# Student Blog: Testing Bipartiteness with Monad Transformers

Posted on *July 26, 2019* by *Vasily Alferov* (permalink)

I am a student at Summer of Haskell this year and this is my second post on this platform. In my previous post I gave a brief explanation of my task. Now that I finished the “routine” part of adding the necessary data types and manipulation functions, I’m here to tell you about my implementation of the algorithm for testing bipartiteness of graphs.

A graph is called bipartite if its vertices can be split into two parts in such way that there are no edges inside one part. While testing graph on tripartiteness is NP-hard, there is a linear algorithm that tests graph on bipartiteness and restores the partition.

## Vertex On Your Side

The algorithm is usually one of the first graph algorithms given in any university course. The idea is rather straightforward: we try to assign vertices to the left or right part in some way, and when we get a conflict, we claim that the graph is not bipartite.

First, we assign some vertex to the left part. Then, we can confidently say that all neighbours of this vertex should be assigned to the right part. Then, all neighbours of this vertex should be assigned to the left part, and so on. We continue this until all the vertices in the connected component are assigned to some part, then we repeat the same action on the next connected component, and so on.

If there is an edge between vertices in the same part, one can easily find an odd cycle in the graph, hence the graph is not bipartite. Otherwise, we have the partition, hence the graph is bipartite.

There are two common ways of implementing this algorithm in linear time: using Depth-First Search or Breadth-First Search. We usually select DFS for this algorithm in imperative languages. The reason is that DFS implementation is a little bit simpler. I selected DFS, too, as a traditional way.

■ **Direction A**
From the post on testing bipartiteness, output the passage between "The algorithm is" and "that the graph is not bipartite.", inclusive.
■ **Direction B**
From the post on testing bipartiteness, write out every sentence of the paragraph that starts with "There are two common ways," one per line.

■ **Data lines**
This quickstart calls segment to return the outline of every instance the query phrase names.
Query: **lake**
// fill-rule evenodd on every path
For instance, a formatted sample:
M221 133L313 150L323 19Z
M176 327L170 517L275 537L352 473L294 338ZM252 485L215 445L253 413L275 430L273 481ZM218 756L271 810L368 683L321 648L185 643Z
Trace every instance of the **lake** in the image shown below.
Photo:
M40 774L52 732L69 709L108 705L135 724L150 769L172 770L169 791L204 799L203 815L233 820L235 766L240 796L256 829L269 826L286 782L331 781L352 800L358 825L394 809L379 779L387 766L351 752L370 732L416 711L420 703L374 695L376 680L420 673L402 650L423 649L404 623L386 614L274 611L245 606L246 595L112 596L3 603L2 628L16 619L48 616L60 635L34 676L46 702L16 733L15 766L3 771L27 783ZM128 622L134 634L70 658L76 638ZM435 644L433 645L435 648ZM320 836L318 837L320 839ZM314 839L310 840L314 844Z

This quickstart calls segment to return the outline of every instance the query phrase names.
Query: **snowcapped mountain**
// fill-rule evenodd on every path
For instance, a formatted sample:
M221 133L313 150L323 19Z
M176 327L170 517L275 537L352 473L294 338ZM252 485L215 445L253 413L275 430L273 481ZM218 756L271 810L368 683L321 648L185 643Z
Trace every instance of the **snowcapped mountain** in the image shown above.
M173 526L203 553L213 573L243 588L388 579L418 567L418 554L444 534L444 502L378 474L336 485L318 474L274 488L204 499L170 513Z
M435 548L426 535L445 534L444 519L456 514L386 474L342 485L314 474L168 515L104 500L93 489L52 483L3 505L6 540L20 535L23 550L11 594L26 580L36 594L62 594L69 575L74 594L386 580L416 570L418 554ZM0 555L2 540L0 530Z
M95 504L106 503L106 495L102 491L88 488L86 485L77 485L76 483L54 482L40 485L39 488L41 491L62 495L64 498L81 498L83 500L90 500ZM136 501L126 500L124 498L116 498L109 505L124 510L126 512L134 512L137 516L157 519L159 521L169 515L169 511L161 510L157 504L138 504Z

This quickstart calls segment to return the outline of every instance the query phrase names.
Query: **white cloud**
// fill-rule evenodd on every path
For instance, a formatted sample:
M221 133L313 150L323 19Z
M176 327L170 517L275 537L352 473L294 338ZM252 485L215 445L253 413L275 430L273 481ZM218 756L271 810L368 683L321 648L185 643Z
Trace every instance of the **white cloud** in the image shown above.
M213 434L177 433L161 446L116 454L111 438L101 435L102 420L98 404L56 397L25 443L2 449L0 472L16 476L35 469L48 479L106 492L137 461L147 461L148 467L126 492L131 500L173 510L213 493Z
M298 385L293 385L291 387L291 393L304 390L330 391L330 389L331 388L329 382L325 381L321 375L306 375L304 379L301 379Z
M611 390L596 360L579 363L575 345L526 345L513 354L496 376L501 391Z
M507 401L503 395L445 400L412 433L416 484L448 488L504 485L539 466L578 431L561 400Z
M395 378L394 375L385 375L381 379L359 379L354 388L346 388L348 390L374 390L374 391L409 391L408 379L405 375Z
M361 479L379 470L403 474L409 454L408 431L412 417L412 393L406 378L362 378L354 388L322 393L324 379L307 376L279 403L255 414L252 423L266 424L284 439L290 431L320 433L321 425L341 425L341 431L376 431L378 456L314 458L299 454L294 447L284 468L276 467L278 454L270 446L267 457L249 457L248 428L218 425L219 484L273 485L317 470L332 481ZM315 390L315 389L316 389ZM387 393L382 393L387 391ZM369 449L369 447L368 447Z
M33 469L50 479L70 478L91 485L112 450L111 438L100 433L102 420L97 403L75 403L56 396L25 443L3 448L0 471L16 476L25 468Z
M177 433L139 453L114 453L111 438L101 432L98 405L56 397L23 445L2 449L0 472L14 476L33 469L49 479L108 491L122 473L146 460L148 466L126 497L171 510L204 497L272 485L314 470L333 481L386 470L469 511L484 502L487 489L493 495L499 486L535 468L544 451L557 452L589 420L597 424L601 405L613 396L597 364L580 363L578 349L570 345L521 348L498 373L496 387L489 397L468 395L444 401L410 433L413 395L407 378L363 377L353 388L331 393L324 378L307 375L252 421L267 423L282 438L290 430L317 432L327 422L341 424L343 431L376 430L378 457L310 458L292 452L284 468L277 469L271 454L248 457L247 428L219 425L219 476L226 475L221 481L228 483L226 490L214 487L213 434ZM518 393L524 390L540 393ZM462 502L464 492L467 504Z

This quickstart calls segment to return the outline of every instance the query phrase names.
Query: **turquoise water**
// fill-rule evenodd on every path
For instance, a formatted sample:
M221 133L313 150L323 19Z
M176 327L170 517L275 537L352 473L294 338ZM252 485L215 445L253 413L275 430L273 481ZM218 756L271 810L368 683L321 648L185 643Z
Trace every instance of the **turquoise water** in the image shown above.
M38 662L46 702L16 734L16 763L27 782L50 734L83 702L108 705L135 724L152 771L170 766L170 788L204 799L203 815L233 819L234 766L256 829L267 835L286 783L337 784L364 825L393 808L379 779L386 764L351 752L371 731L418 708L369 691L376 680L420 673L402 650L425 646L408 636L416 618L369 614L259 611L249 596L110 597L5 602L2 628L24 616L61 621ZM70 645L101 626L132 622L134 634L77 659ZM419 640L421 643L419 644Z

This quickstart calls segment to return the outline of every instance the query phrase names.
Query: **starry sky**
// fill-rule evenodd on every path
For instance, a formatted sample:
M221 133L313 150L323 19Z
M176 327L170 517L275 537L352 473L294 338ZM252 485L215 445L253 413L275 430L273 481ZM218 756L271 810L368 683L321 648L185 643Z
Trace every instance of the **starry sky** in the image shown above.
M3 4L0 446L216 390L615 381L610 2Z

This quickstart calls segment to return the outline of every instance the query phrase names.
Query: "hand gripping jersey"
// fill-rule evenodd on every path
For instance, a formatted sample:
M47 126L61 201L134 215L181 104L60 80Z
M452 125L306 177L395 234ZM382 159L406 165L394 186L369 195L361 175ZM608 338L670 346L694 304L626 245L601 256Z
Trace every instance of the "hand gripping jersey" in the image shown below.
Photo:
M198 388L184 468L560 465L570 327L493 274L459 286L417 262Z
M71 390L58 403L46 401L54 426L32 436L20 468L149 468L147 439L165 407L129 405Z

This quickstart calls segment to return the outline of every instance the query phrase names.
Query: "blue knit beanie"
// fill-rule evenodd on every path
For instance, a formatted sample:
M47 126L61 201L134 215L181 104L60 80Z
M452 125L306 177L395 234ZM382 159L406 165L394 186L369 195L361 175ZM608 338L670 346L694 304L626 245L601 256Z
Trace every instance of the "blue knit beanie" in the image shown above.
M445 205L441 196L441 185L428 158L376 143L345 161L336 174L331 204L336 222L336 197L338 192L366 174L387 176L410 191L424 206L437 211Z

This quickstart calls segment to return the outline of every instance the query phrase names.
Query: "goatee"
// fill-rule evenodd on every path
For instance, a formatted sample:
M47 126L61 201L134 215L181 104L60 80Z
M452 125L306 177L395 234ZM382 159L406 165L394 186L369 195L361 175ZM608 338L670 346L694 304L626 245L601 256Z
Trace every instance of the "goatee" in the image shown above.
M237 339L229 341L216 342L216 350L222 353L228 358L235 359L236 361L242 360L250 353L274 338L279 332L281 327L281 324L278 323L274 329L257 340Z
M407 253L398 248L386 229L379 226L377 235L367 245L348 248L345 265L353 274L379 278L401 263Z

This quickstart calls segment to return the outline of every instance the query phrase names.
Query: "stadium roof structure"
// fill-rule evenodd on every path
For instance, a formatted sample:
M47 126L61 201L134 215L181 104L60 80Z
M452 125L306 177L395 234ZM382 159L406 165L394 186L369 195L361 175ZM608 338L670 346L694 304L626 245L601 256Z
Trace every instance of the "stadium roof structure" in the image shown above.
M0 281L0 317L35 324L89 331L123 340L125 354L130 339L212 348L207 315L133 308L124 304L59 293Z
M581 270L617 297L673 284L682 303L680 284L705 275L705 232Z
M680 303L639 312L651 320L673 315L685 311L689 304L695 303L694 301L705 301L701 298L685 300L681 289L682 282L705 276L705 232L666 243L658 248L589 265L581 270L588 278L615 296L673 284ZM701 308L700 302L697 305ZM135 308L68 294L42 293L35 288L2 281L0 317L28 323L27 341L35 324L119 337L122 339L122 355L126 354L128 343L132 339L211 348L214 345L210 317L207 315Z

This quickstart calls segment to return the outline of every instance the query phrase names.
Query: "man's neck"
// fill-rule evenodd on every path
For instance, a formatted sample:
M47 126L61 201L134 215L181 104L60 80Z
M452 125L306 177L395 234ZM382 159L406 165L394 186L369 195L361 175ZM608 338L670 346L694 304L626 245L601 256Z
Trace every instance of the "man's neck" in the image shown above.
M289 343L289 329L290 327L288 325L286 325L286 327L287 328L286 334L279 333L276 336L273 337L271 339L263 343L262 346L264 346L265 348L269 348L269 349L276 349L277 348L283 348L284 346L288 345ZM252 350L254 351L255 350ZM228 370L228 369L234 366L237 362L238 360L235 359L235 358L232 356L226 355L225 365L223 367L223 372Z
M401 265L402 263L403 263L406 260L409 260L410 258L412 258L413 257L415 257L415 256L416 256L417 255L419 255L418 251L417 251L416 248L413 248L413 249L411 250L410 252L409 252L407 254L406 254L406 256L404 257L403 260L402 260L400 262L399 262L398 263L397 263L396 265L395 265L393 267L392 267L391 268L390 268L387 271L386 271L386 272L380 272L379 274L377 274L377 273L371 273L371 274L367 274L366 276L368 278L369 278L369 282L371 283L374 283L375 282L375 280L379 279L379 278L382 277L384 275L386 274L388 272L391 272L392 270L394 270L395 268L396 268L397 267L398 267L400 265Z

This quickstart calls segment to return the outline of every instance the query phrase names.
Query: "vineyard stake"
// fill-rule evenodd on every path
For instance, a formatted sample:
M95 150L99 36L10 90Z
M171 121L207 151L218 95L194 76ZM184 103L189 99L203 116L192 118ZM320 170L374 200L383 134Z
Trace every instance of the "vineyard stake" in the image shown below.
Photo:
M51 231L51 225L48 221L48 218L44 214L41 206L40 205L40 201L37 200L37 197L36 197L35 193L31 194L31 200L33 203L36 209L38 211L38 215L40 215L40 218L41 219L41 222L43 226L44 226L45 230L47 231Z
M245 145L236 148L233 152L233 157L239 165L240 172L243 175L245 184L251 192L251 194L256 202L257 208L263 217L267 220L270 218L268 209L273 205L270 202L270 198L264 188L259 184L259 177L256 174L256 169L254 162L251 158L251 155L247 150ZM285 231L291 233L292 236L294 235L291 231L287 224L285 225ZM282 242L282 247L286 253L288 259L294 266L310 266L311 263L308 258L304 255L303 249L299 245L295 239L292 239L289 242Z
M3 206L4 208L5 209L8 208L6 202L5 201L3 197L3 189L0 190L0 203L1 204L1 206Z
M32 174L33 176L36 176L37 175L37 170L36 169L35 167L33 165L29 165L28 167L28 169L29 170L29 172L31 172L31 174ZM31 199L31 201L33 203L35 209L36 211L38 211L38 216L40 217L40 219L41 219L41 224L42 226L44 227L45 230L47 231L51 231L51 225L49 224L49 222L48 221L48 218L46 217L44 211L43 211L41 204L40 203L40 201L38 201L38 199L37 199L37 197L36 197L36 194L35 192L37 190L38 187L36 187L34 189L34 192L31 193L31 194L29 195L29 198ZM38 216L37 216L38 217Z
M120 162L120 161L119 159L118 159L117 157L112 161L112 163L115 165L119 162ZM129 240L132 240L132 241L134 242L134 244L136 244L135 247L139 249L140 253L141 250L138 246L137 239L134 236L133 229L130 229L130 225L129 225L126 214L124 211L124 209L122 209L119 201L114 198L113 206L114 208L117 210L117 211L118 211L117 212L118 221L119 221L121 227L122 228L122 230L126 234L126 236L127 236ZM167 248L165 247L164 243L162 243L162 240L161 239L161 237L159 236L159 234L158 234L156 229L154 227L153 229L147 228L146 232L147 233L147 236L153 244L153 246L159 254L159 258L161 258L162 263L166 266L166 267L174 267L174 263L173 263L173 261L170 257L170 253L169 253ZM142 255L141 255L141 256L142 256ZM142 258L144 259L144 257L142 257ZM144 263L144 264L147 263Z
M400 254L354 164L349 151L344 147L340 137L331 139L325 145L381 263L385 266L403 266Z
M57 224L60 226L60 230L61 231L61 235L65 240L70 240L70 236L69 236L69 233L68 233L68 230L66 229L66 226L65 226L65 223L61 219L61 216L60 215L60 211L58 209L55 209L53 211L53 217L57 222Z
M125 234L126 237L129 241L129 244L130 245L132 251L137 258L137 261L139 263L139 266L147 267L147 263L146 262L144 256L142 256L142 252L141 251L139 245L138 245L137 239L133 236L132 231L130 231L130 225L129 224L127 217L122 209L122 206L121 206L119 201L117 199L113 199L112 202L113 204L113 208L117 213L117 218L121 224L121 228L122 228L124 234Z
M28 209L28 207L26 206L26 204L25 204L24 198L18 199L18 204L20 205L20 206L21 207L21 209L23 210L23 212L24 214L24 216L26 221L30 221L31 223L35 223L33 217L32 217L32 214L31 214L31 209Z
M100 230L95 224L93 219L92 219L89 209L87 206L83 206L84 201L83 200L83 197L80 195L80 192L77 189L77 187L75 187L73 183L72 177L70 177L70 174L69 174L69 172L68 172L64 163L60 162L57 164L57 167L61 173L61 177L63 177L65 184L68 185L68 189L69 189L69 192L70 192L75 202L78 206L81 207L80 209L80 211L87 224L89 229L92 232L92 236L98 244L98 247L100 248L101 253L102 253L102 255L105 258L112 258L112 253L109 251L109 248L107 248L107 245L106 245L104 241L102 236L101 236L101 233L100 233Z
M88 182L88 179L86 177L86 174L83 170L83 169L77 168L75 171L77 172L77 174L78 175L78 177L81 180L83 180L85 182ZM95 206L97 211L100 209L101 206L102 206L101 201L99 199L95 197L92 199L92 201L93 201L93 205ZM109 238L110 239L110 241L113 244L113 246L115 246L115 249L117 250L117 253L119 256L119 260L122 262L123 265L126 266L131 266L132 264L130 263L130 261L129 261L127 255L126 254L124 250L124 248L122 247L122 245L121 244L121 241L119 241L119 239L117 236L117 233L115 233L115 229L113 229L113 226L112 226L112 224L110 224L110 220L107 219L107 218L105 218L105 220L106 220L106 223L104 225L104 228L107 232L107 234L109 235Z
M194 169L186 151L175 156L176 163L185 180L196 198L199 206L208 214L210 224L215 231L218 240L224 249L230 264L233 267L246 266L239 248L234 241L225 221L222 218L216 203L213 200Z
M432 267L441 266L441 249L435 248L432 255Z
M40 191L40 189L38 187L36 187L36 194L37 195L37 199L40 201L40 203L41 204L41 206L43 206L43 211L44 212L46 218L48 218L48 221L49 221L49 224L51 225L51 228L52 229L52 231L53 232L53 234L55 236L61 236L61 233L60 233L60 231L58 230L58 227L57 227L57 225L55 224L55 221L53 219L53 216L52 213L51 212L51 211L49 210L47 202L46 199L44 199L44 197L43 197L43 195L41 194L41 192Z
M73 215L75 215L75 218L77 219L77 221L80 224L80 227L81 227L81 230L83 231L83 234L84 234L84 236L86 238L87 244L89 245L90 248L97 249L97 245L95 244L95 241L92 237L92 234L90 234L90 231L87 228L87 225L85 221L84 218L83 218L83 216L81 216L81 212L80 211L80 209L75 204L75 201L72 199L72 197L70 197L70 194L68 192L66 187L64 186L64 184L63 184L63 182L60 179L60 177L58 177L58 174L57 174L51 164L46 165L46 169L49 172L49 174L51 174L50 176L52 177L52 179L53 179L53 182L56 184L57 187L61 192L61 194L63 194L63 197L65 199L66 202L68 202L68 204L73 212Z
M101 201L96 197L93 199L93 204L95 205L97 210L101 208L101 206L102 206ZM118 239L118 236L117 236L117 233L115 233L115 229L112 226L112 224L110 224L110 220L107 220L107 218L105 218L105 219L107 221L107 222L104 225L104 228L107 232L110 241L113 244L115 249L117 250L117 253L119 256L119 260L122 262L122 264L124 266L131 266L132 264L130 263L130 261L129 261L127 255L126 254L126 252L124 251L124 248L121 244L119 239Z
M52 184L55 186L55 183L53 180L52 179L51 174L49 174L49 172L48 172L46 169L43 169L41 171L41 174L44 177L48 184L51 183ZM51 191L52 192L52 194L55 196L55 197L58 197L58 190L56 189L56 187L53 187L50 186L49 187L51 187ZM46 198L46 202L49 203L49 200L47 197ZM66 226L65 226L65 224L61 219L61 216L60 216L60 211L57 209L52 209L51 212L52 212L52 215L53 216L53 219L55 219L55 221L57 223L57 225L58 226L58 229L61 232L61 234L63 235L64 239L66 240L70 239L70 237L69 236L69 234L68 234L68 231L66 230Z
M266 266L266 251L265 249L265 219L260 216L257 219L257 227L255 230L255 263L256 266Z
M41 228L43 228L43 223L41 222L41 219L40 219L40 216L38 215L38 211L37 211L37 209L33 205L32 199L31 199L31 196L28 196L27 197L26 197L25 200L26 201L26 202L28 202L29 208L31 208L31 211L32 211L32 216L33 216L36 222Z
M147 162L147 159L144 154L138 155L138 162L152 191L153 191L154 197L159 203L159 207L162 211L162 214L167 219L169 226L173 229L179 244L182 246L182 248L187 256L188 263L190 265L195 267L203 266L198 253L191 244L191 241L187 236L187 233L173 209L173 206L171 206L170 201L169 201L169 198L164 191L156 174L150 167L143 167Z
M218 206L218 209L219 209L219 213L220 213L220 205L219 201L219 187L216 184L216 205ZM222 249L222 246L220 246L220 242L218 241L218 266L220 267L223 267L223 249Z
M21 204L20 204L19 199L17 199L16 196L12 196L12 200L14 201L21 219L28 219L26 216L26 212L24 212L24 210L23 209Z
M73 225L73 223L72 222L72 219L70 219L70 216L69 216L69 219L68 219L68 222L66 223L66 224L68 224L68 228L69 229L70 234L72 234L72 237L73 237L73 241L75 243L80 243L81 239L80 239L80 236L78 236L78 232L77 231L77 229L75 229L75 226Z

■ **Exercise result A**
The algorithm is usually one of the first graph algorithms given in any university course. The idea is rather straightforward: we try to assign vertices to the left or right part in some way, and when we get a conflict, we claim that the graph is not bipartite.

■ **Exercise result B**
There are two common ways of implementing this algorithm in linear time: using Depth-First Search or Breadth-First Search.
We usually select DFS for this algorithm in imperative languages.
The reason is that DFS implementation is a little bit simpler.
I selected DFS, too, as a traditional way.